* [To be done]
1. Reproduce word for word the passage of the article on Latin America's 2024 outlook below that begins at the words "The mainland’s status" and ends after the words "violence and terrorism.".
2. Answer the following from the article on Latin America's 2024 outlook below:
(a) By what percentage does the World Bank expect Latin America's combined economy to grow in 2024?
(b) What two-word reply did the Executive Secretary of ECLAC give when asked how Latin America's economy would grow in 2024?
(c) What growth figure is given for Argentina?

Latin America-2024: Flaming problems of a flaming continent



For 667,504,000 Latin Americans living on the territory of 20,111,457 square kilometers in 20 countries and 14 dependent territories, 2024 does not bode well. According to the world expert community, 2024 will be a difficult year for Latin America, which will face an unfavorable international context, when a simultaneous recession will affect the world’s three leading economies — the United States, the European Union and China.

Latin American governments will still have to choose between nationally oriented or vassal-dependent policies in all areas of domestic, foreign socio-economic and political activity in the coming year.

The mainland’s status as a nuclear-weapon-free zone and its geographic distance from the world’s major hotspots in 2024 are likely to give it a comparative advantage over those other regions prone to various crises. The risk of global economic collapse caused by market instability in the US and Europe, as well as armed conflicts fomented by the global North outside Latin America and the Caribbean (LAC) will have multiple impacts on the region. It includes, among others, probable increases in oil and energy prices, rising economic and social tensions, migration flows, and increased threats of violence and terrorism.

According to the World Bank, Latin America will not avoid the global fate, but will be the slowest growing region in the global South in terms of economic development. Latin America’s combined economy will grow by only 2.3% in 2024, compared to 5.6% in South Asia, 4.5% in Asia-Pacific, 3.5% in the Middle East and North Africa, and 3.8% in sub-Saharan Africa.

In an interview conducted last year, the Executive Secretary of the Economic Commission for Latin America and the Caribbean (ECLAC), one of the five regional commissions of the UN Economic and Social Council, José Manuel Salazar-Xirinachs, when asked how Latin America’s economy will grow in 2024 compared to last year, responded with two words: «A little worse». According to ECLAC, South America is expected to grow by 1.4%, Central America and Mexico by 2.7% and the Caribbean by 2.6%.

And in different countries in different ways. Somewhere better: Venezuela and Paraguay will grow by 4%, while the Caribbean will grow by a combined 8.3%. Somewhere worse: Brazil will grow by only 1.6%, Colombia by 1.7% and Mexico by 2.5%, while Argentina is likely to grow negatively by minus 1%.

* [Data extract]
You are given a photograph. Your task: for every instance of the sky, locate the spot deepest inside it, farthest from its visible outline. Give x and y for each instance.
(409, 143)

* [Results]
1.
The mainland’s status as a nuclear-weapon-free zone and its geographic distance from the world’s major hotspots in 2024 are likely to give it a comparative advantage over those other regions prone to various crises. The risk of global economic collapse caused by market instability in the US and Europe, as well as armed conflicts fomented by the global North outside Latin America and the Caribbean (LAC) will have multiple impacts on the region. It includes, among others, probable increases in oil and energy prices, rising economic and social tensions, migration flows, and increased threats of violence and terrorism.

2.
(a) 2.3%
(b) "A little worse"
(c) Minus 1%